EXTRAIT FOURNI –
┌────────
Résurrection, mode d’emploi
Appliquée au principe de la « désextinction », cette technologie vise à réintroduire des fragments d’ADN d’une espèce éteinte dans une famille animale « cousine » du disparu. Prenons par exemple le cas du mammouth : son plus proche parent est sans aucun doute l’éléphant, bien que plusieurs siècles d’évolution aient contraint le second à l’épilation forcée. En insérant les séquences ADN du pachyderme laineux dans un embryon actuel, on obtient une modification du génome qui devrait en théorie se traduire par la naissance d’une créature hybride, à mi-chemin entre l’espèce préhistorique et celle que nous connaissons.
Reste pour cela à localiser quelques restes du patrimoine génétique des espèces que l’on souhaite ressusciter. Fort heureusement pour les scientifiques, il est estimé que l’ADN survit dans la nature pendant plusieurs milliers d’années, voire plusieurs millions si placé dans des conditions idéales de conservation. Le record semble atteindre 6,5 millions d’années, âge qui fait remonter l’humanité à nos ancêtres chimpanzés, juste avant que leur arbre généalogique ne les éloigne définitivement de la branche Homo. A l’époque, le tigre à dents de sabre rôde dans les forêts tropicales d’Amérique, des oiseaux prédateurs dotés de becs de vingt centimètres masquent les nuages argentins, tandis que des paresseux terrestres pesant près d’une tonne peuplent les Rocheuses… Il y a donc du matériel génétique plus qu’intéressant à aller chasser pour tous ceux qui rêvent de redécouvrir ce monde perdu.
└────────
DONNÉES À EXAMINER –
┌────────
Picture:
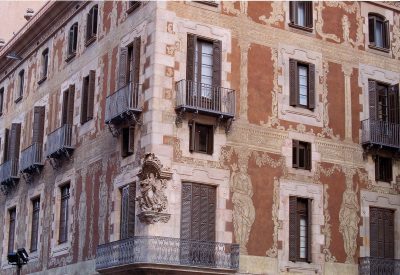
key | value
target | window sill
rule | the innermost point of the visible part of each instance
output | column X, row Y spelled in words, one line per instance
column 90, row 40
column 307, row 29
column 42, row 80
column 70, row 57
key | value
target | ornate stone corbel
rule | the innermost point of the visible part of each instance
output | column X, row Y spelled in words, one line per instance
column 153, row 180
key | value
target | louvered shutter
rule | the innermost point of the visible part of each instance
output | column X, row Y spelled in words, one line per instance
column 371, row 30
column 394, row 104
column 38, row 124
column 309, row 230
column 373, row 101
column 293, row 83
column 71, row 98
column 91, row 91
column 6, row 148
column 311, row 86
column 293, row 238
column 123, row 67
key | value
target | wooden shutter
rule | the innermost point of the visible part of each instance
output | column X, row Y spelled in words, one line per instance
column 293, row 83
column 394, row 104
column 15, row 140
column 123, row 67
column 311, row 86
column 191, row 46
column 136, row 60
column 38, row 124
column 309, row 230
column 6, row 148
column 91, row 91
column 217, row 59
column 295, row 153
column 71, row 98
column 308, row 9
column 373, row 100
column 293, row 229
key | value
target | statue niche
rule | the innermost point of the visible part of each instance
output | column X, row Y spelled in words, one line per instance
column 152, row 184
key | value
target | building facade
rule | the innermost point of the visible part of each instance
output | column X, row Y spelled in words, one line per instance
column 209, row 137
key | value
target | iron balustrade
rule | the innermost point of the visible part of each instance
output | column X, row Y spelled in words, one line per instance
column 59, row 140
column 204, row 98
column 31, row 157
column 9, row 170
column 167, row 251
column 124, row 101
column 378, row 266
column 381, row 133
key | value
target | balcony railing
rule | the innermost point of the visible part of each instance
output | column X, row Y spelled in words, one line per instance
column 378, row 266
column 167, row 251
column 123, row 103
column 31, row 157
column 59, row 141
column 203, row 98
column 380, row 133
column 9, row 171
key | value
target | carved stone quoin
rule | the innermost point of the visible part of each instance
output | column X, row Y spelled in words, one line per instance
column 152, row 200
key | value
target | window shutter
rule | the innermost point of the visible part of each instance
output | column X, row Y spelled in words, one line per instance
column 71, row 98
column 217, row 60
column 394, row 104
column 311, row 86
column 192, row 135
column 295, row 152
column 309, row 230
column 91, row 91
column 293, row 229
column 136, row 60
column 131, row 140
column 373, row 100
column 38, row 124
column 293, row 83
column 191, row 46
column 123, row 67
column 6, row 148
column 371, row 30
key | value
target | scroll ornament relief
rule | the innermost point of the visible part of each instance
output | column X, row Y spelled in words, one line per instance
column 152, row 184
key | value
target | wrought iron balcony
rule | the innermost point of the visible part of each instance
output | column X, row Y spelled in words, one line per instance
column 59, row 142
column 124, row 104
column 9, row 171
column 206, row 99
column 378, row 266
column 133, row 252
column 31, row 158
column 380, row 133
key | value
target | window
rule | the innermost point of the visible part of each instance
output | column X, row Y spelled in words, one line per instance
column 379, row 35
column 35, row 224
column 302, row 84
column 300, row 229
column 45, row 61
column 11, row 230
column 20, row 91
column 383, row 169
column 381, row 224
column 68, row 106
column 72, row 41
column 91, row 25
column 63, row 233
column 301, row 157
column 87, row 103
column 132, row 5
column 128, row 199
column 201, row 138
column 301, row 14
column 128, row 141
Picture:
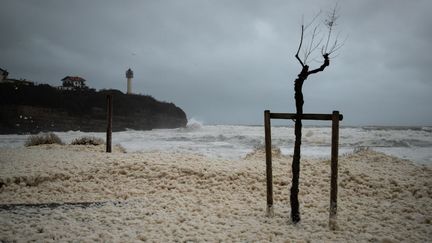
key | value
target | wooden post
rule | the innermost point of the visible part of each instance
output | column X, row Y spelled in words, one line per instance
column 109, row 123
column 267, row 132
column 334, row 170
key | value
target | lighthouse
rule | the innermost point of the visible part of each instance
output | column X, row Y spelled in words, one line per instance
column 129, row 76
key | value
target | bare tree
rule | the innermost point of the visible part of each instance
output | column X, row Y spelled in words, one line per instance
column 329, row 44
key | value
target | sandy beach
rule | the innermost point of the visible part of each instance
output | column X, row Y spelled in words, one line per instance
column 167, row 197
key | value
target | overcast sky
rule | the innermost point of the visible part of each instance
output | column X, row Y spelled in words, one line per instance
column 226, row 61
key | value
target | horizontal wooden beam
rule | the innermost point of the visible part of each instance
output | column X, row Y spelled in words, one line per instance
column 304, row 116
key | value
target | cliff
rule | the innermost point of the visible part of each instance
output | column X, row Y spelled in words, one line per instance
column 33, row 109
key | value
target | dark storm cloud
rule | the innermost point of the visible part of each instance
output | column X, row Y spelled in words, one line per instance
column 227, row 61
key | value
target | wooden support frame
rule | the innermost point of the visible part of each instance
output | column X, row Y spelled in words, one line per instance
column 335, row 117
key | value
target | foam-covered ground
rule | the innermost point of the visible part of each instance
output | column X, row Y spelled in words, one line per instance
column 165, row 197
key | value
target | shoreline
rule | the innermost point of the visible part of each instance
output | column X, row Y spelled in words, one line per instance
column 179, row 196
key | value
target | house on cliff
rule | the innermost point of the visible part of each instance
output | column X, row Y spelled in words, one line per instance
column 73, row 83
column 3, row 74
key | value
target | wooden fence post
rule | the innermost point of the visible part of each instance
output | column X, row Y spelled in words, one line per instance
column 334, row 170
column 267, row 132
column 109, row 123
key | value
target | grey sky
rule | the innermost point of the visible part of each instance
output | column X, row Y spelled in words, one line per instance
column 228, row 61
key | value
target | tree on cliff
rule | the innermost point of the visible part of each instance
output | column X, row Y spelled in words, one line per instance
column 329, row 44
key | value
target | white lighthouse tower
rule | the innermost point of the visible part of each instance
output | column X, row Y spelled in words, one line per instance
column 129, row 76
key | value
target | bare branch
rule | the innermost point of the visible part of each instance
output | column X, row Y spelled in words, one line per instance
column 330, row 22
column 313, row 19
column 298, row 50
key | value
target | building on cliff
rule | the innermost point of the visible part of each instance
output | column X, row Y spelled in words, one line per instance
column 129, row 77
column 73, row 83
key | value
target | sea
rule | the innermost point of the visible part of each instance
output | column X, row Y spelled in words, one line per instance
column 236, row 141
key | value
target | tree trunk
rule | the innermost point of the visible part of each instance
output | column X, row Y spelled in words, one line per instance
column 298, row 84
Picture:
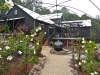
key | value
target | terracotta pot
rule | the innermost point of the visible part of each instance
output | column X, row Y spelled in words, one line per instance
column 58, row 45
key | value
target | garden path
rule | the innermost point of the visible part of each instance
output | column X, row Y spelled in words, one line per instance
column 56, row 64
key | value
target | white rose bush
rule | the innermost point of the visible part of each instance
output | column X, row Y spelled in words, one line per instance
column 84, row 58
column 20, row 45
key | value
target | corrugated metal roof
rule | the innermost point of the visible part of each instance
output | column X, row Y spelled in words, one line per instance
column 35, row 15
column 52, row 16
column 82, row 23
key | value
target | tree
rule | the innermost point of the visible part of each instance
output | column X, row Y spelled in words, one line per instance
column 17, row 1
column 33, row 4
column 64, row 9
column 84, row 16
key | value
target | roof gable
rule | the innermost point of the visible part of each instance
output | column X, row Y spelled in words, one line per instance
column 52, row 16
column 33, row 14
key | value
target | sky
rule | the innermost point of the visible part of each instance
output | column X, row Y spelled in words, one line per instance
column 83, row 5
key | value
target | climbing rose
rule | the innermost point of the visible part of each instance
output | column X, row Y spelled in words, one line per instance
column 7, row 47
column 19, row 52
column 9, row 4
column 0, row 56
column 9, row 58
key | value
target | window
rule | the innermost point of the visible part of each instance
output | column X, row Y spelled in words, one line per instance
column 15, row 12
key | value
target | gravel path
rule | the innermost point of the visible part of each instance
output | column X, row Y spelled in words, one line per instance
column 56, row 64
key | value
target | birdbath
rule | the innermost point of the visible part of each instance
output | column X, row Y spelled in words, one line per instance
column 58, row 45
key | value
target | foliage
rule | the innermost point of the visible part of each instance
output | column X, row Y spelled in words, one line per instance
column 23, row 45
column 42, row 11
column 36, row 4
column 84, row 58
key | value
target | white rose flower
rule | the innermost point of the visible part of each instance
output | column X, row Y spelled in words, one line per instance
column 32, row 35
column 90, row 41
column 79, row 63
column 21, row 41
column 7, row 47
column 92, row 74
column 37, row 43
column 0, row 56
column 26, row 36
column 9, row 4
column 39, row 28
column 9, row 57
column 76, row 65
column 44, row 32
column 84, row 61
column 83, row 39
column 76, row 57
column 82, row 46
column 95, row 72
column 0, row 49
column 35, row 34
column 36, row 30
column 30, row 45
column 19, row 52
column 31, row 39
column 34, row 51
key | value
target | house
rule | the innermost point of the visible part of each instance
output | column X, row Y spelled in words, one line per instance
column 20, row 15
column 72, row 30
column 53, row 24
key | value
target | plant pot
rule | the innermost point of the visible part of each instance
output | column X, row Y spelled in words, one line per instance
column 58, row 45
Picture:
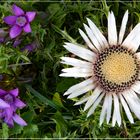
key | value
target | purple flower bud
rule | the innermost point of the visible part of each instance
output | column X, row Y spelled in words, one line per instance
column 19, row 21
column 17, row 42
column 30, row 47
column 9, row 103
column 2, row 35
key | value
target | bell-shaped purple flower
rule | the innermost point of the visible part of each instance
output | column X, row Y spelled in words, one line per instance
column 2, row 35
column 19, row 21
column 30, row 47
column 9, row 103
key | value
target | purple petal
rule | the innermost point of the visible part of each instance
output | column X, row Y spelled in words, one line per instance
column 19, row 120
column 8, row 113
column 17, row 10
column 11, row 20
column 2, row 92
column 10, row 122
column 27, row 28
column 3, row 104
column 30, row 16
column 17, row 42
column 14, row 92
column 18, row 103
column 15, row 31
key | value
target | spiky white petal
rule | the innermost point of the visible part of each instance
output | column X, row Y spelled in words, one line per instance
column 92, row 109
column 93, row 97
column 123, row 27
column 92, row 37
column 136, row 87
column 117, row 109
column 132, row 104
column 80, row 51
column 137, row 55
column 99, row 36
column 83, row 100
column 126, row 109
column 104, row 109
column 86, row 39
column 112, row 31
column 108, row 116
column 76, row 62
column 132, row 41
column 81, row 91
column 78, row 86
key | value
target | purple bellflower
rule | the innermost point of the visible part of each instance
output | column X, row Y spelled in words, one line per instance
column 30, row 47
column 2, row 35
column 19, row 21
column 9, row 103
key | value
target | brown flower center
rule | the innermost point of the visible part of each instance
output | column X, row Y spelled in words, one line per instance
column 116, row 69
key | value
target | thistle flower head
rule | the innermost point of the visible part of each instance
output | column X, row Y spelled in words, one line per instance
column 111, row 68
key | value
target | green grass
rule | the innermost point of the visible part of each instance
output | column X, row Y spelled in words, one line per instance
column 49, row 114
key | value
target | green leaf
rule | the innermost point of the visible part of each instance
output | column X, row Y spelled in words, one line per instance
column 5, row 131
column 41, row 97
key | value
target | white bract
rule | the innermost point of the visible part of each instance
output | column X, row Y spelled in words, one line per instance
column 110, row 68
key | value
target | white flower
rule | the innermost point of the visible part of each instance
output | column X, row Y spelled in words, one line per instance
column 111, row 69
└────────
LISTE DES TÂCHES –
1. D'après l'extrait sur la désextinction, pourquoi l'éléphant sert-il d'exemple pour accueillir l'ADN du mammouth ? Répondez en une à trois phrases.
2. Citez, s'il vous plaît, le passage de l'extrait sur la désextinction qui commence aux mots « Résurrection, mode d’emploi » et s'arrête après les mots « que nous connaissons. ».

RÉPONSES PAR TÂCHE –
1. L'éléphant est sans aucun doute le plus proche parent du mammouth. Or cette technologie consiste à réintroduire des fragments d'ADN d'une espèce éteinte dans une famille animale « cousine » du disparu.

2.
Résurrection, mode d’emploi
Appliquée au principe de la « désextinction », cette technologie vise à réintroduire des fragments d’ADN d’une espèce éteinte dans une famille animale « cousine » du disparu. Prenons par exemple le cas du mammouth : son plus proche parent est sans aucun doute l’éléphant, bien que plusieurs siècles d’évolution aient contraint le second à l’épilation forcée. En insérant les séquences ADN du pachyderme laineux dans un embryon actuel, on obtient une modification du génome qui devrait en théorie se traduire par la naissance d’une créature hybride, à mi-chemin entre l’espèce préhistorique et celle que nous connaissons.